• _Work task A_
Do these statements agree with the plastic-degradation text? (i) The worms will be used in the final degradation process. (ii) The PE-degrading bacteria were isolated from the worms' gut. (iii) Being lactose intolerant means the body produces too much lactase. Answer each with yes or no, and quote the deciding words of the text.
• _Work task B_
Can you extend the plastic-degradation text past its final line, picking up after "Is plastic pollution really such a big problem?"

Will the worms be used in the final process?

NO!

Experimenting with the worms was our starting 

point, but they are not suitable for the big scale

degradation process that we are aiming for.
As we isolated the PE-degrading bacteria from their gut it's much 
more reasonable now to analyse them and find the essential mechanism, which is a biocatalytic reaction caused by enzymes.

 

Enzymes are proteins produced by an organisms to break down things. Even you have plenty of enzymes in your body! And not everyones body produces the same enzymes, it depends on your genetics. 


You surely have heard about the term Lactose intolerant - this means that your body doesn't produce enough of the enzyme Lactase, that is capable of breaking down the milk sugar Lactose. Now that's something you can drop at the next party small talk! You're welcome. 

Is plastic pollution really such a big problem?

• _Data extract_
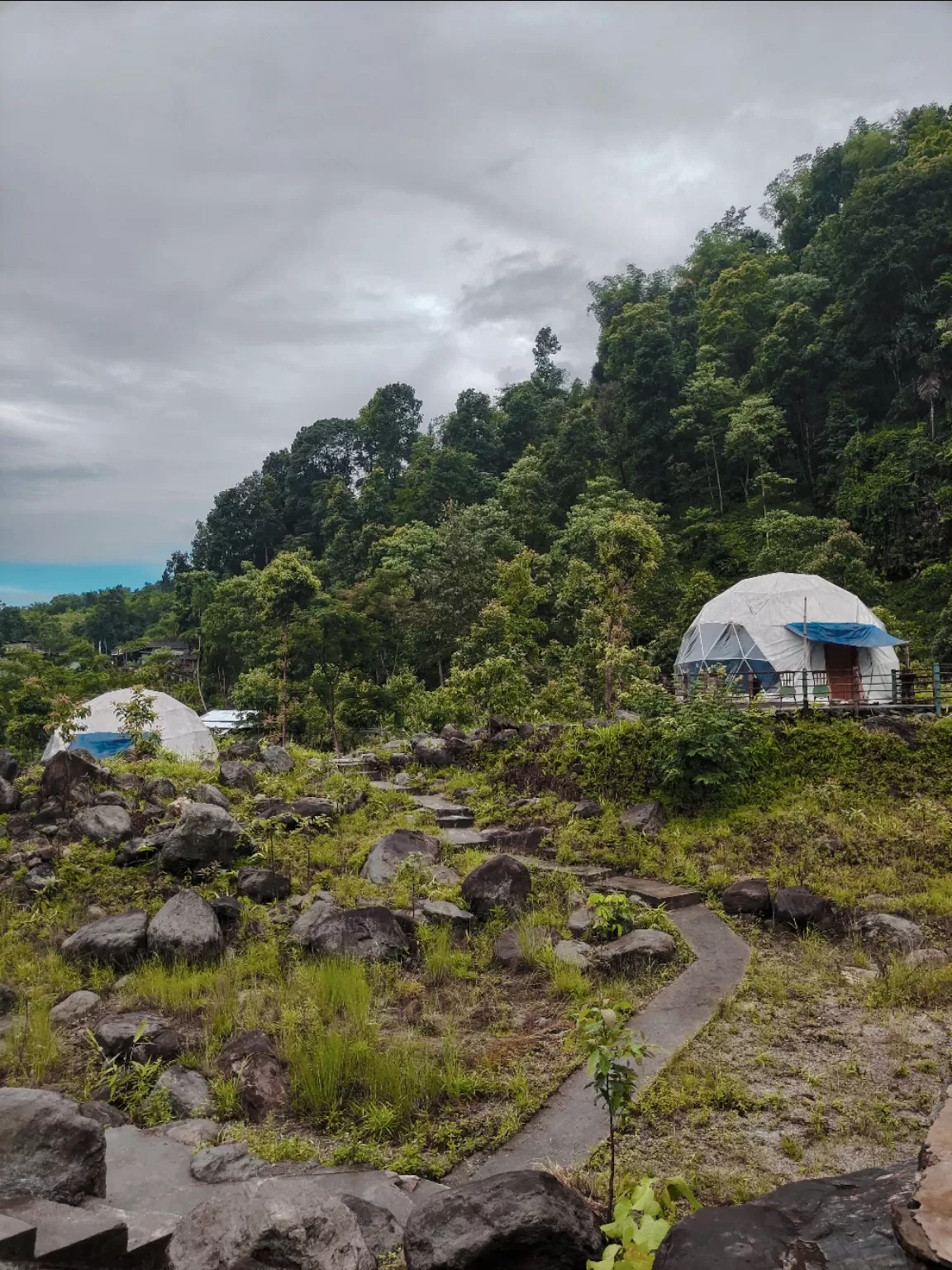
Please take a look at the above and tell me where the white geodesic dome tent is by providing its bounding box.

• _Written reply A_
(i) No: "they are not suitable for the big scale degradation process that we are aiming for."
(ii) Yes: "As we isolated the PE-degrading bacteria from their gut"
(iii) No: "your body doesn't produce enough of the enzyme Lactase"

• _Written reply B_
Uhhhm, yes. This is the Great Pacific Garbage Patch, one out of five trash islands floating around our oceans - and yes, this is its real size.

But this is not only an enormous thread for the environment, it is also a locked resource - we want to unlock it by turning trash into raw material!

We want to unlock this waste!

Why is this project so important?

Every year, the world produces over 370 mio. tonnes of plastics - but only 12% of them are recycled properly. If we don't want to drown in plastic waste anytime soon, we need to develop new recycling technologies!

It saves
the world!

Okay, maybe that's a bit exaggerated :)
But it saves resources, as it doesn't consume a lot of energy. Recycling polyethylene and producing recovered feedstock could reduce the need for virgin fossil fuel and the production of CO2 

(by preventing incineration)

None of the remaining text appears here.